WHAT YOU WILL DO =
1) Say whether each statement agrees with the Ismael Figaredo excerpt: (a) Figaredo completed his studies in Belgium; (b) Gijón Sport was founded in 1902; (c) Figaredo was succeeded as president of Sporting de Gijón by Enrique Guisasola. Answer each with yes or no and quote the deciding words of the excerpt.
2) Transcribe the passage of the Ismael Figaredo excerpt starting at "Personal information" and ending at "Apps / (Gls)".

PAGE EXCERPT =
Ismael Figaredo

Personal information
- Full name: Ismael Figaredo Herrero
- Date of birth: 17 June 1887
- Place of birth: Mieres, Spain
- Date of death: 11 December 1964 (aged 77)
- Place of death: Gijón, Spain

Senior career*
- Years: Team / Apps / (Gls)
- 1902–1905: Gijón Sport

5th president of Sporting de Gijón
- In office 1921–1928
- Preceded by: Enrique Guisasola
- Succeeded by: Roberto González de Agustina

= Ismael Figaredo =

Spanish mining entrepreneur and sports leader

Ismael Figaredo Herrero (17 June 1887 – 11 December 1964) was a Spanish mining entrepreneur and sports leader who served as the 5th president of Sporting de Gijón from 1921 until 1928.

==Early life and education==
Ismael Figaredo was born in Mieres, Asturias, on 17 June 1887. As the son of a well-off family, Figaredo was sent abroad to complete his studies in Belgium, where he developed a deep interest in football, and he went on to play a key role in the introduction of this sport in Asturias.

==Sporting career==
Figaredo began playing football at the San Lorenzo beach with a group of friends, most of whom he had met during his time as students abroad, such as Luis Adaro Porcel and the Alvargonzálezes (Juan and his cousins, José Luis and Romualdo). In 1902, this group of pioneers founded the first football club in Gijón, Gijón Sport, a multi-sport and cultural club that provided shelter for other disciplines, such as pedestrianism, cycling, chess, and theatre.

DATASET ENTRIES =
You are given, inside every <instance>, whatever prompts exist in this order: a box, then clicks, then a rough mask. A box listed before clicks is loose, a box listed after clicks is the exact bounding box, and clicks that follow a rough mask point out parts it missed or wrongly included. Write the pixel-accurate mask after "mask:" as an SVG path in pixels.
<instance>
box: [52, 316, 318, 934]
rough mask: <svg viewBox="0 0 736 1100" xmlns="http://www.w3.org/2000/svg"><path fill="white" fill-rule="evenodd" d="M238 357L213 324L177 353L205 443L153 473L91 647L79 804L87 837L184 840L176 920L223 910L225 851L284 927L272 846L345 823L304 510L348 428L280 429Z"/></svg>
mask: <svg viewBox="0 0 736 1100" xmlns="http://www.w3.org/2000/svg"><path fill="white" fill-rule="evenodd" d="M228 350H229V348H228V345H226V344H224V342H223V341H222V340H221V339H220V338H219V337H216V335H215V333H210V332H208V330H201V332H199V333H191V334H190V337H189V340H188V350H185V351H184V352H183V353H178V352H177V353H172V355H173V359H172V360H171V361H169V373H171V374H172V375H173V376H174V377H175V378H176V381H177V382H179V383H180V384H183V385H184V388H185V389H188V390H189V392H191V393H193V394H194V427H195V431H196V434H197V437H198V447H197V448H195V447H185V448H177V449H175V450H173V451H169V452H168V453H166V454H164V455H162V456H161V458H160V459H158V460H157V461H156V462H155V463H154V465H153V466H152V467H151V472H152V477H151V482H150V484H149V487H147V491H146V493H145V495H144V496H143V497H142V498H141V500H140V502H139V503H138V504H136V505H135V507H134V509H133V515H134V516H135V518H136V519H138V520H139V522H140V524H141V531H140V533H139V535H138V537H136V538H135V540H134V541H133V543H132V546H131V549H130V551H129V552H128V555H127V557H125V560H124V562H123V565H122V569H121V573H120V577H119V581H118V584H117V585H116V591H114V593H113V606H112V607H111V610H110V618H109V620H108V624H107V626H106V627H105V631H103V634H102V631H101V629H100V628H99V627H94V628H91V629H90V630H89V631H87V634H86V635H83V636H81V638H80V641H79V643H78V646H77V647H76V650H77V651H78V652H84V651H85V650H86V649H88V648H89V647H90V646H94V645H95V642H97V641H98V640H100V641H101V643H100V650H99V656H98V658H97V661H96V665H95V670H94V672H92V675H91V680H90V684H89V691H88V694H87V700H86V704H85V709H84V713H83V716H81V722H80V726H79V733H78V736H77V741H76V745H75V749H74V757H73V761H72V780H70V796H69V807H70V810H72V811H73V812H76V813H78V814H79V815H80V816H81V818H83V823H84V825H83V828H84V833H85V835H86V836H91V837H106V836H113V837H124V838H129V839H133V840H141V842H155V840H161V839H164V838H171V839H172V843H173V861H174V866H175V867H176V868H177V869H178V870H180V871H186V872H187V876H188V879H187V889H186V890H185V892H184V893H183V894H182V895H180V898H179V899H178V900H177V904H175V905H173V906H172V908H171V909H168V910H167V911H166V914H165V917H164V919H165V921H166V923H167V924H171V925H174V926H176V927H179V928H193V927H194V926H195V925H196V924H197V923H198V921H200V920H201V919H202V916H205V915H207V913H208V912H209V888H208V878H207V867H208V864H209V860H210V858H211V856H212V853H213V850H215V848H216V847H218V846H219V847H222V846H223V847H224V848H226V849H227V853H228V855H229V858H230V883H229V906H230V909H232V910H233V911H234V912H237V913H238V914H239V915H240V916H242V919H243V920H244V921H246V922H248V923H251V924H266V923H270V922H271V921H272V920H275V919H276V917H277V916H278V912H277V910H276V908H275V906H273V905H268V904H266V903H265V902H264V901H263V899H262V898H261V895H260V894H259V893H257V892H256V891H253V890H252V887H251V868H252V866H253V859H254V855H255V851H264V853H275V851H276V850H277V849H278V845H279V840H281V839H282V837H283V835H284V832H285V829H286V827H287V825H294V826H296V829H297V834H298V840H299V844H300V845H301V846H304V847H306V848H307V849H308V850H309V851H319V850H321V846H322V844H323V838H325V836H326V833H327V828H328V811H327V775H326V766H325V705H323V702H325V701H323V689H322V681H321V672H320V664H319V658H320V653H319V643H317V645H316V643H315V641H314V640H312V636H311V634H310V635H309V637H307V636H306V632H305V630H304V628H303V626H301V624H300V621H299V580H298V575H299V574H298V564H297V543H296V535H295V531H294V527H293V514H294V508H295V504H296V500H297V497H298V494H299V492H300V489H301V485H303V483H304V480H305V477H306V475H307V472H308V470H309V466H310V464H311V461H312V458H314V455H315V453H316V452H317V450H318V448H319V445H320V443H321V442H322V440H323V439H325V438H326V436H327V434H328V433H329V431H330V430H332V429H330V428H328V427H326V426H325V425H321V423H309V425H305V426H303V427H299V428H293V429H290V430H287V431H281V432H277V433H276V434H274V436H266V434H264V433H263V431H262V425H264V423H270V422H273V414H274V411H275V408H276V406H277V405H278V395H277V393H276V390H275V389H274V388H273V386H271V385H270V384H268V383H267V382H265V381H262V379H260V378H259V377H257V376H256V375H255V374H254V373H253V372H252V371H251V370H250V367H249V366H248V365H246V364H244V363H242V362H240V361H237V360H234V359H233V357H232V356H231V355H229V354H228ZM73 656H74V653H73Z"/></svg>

WRITTEN RESPONSES =
1)
(a) Yes: "Figaredo was sent abroad to complete his studies in Belgium"
(b) Yes: "In 1902, this group of pioneers founded the first football club in Gijón, Gijón Sport"
(c) No: "Preceded by: Enrique Guisasola" and "Succeeded by: Roberto González de Agustina"

2)
Personal information
- Full name: Ismael Figaredo Herrero
- Date of birth: 17 June 1887
- Place of birth: Mieres, Spain
- Date of death: 11 December 1964 (aged 77)
- Place of death: Gijón, Spain

Senior career*
- Years: Team / Apps / (Gls)